***** DATA EXTRACT *****

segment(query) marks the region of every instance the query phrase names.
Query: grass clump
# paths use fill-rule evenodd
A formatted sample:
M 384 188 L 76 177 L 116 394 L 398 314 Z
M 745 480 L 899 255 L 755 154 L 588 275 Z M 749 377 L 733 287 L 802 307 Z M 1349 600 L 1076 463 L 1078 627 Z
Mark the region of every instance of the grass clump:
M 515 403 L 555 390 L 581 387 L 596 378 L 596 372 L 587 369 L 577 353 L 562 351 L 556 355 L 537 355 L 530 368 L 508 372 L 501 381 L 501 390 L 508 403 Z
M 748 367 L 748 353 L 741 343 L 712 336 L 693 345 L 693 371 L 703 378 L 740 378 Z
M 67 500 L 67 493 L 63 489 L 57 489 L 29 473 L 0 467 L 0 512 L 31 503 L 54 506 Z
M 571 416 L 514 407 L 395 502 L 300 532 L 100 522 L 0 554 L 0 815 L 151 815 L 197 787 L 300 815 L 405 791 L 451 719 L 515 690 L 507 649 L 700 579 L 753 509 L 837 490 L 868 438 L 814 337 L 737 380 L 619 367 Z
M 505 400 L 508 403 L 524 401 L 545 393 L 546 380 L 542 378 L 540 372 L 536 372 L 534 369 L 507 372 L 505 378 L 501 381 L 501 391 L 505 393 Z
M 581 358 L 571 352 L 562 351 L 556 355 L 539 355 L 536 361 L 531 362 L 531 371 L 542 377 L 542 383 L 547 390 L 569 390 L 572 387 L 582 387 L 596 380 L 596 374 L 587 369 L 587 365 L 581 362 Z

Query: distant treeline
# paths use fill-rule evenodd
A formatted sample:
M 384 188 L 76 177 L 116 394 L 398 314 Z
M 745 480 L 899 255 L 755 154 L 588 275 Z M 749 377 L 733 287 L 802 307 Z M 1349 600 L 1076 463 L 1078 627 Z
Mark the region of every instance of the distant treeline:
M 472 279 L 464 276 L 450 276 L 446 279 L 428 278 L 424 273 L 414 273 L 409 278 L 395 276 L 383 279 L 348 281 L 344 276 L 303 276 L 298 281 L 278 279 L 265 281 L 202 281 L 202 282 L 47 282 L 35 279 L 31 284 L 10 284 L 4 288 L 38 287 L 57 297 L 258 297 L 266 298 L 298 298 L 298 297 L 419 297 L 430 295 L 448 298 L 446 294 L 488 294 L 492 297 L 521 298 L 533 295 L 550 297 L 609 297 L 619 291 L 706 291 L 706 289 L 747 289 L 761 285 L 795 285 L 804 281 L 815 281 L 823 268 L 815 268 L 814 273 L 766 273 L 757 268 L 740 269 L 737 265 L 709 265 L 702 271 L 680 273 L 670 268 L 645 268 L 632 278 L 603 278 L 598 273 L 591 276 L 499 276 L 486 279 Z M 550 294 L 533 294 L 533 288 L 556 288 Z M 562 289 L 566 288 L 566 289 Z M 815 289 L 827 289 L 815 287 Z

*****

AIM OF THE EXERCISE: Render every line of the entries above as a Markdown table with two columns, "Row" for the row number and "Line" for the line itself, leaving out blank lines.

REPLY TO THE EXERCISE:
| Row | Line |
|---|---|
| 1 | segment(query) marks the region of every instance the query phrase names. |
| 2 | Query: grass clump |
| 3 | # paths use fill-rule evenodd |
| 4 | A formatted sample: |
| 5 | M 384 188 L 76 177 L 116 394 L 398 314 Z |
| 6 | M 745 480 L 899 255 L 755 154 L 588 275 Z M 749 377 L 733 287 L 802 307 Z M 1349 600 L 1076 463 L 1078 627 Z |
| 7 | Mark the region of every instance of the grass clump: |
| 8 | M 515 403 L 555 390 L 581 387 L 596 378 L 596 372 L 587 369 L 577 353 L 562 351 L 556 355 L 537 355 L 530 368 L 508 372 L 501 381 L 501 390 L 508 403 Z |
| 9 | M 748 367 L 748 353 L 741 343 L 712 336 L 693 345 L 693 371 L 703 378 L 740 378 Z |
| 10 | M 67 500 L 67 493 L 63 489 L 57 489 L 29 473 L 0 467 L 0 512 L 31 503 L 54 506 Z |
| 11 | M 571 416 L 514 407 L 395 502 L 300 532 L 100 522 L 0 554 L 0 815 L 151 815 L 197 787 L 300 815 L 405 791 L 451 719 L 515 690 L 507 649 L 700 579 L 753 509 L 837 490 L 868 438 L 814 337 L 737 380 L 619 367 Z |
| 12 | M 505 400 L 508 403 L 524 401 L 545 393 L 546 380 L 542 378 L 540 372 L 536 372 L 534 369 L 507 372 L 505 378 L 501 381 L 501 391 L 505 393 Z |
| 13 | M 581 358 L 571 352 L 562 351 L 556 355 L 539 355 L 536 361 L 531 362 L 531 371 L 542 377 L 542 383 L 547 390 L 569 390 L 572 387 L 582 387 L 596 380 L 596 374 L 587 369 L 587 365 L 581 362 Z |
| 14 | Query: distant treeline |
| 15 | # paths use fill-rule evenodd |
| 16 | A formatted sample: |
| 17 | M 384 188 L 76 177 L 116 394 L 398 314 Z |
| 18 | M 745 480 L 899 255 L 755 154 L 588 275 Z M 749 377 L 733 287 L 802 307 Z M 1349 600 L 1076 463 L 1078 627 Z |
| 19 | Mark the region of every instance of the distant treeline: |
| 20 | M 472 279 L 464 276 L 450 276 L 446 279 L 428 278 L 424 273 L 414 273 L 409 278 L 395 276 L 383 279 L 348 281 L 344 276 L 303 276 L 298 281 L 278 279 L 265 281 L 202 281 L 202 282 L 47 282 L 35 279 L 31 284 L 10 284 L 4 288 L 38 287 L 57 297 L 258 297 L 266 298 L 298 298 L 298 297 L 419 297 L 430 295 L 448 298 L 446 294 L 488 294 L 492 297 L 521 298 L 533 295 L 550 297 L 609 297 L 619 291 L 706 291 L 706 289 L 747 289 L 761 285 L 795 285 L 804 281 L 815 281 L 823 268 L 815 268 L 814 273 L 766 273 L 757 268 L 740 269 L 737 265 L 709 265 L 702 271 L 680 273 L 670 268 L 645 268 L 632 278 L 603 278 L 598 273 L 591 276 L 499 276 L 486 279 Z M 550 294 L 533 294 L 533 288 L 556 288 Z M 562 289 L 566 288 L 566 289 Z M 815 289 L 827 289 L 815 287 Z |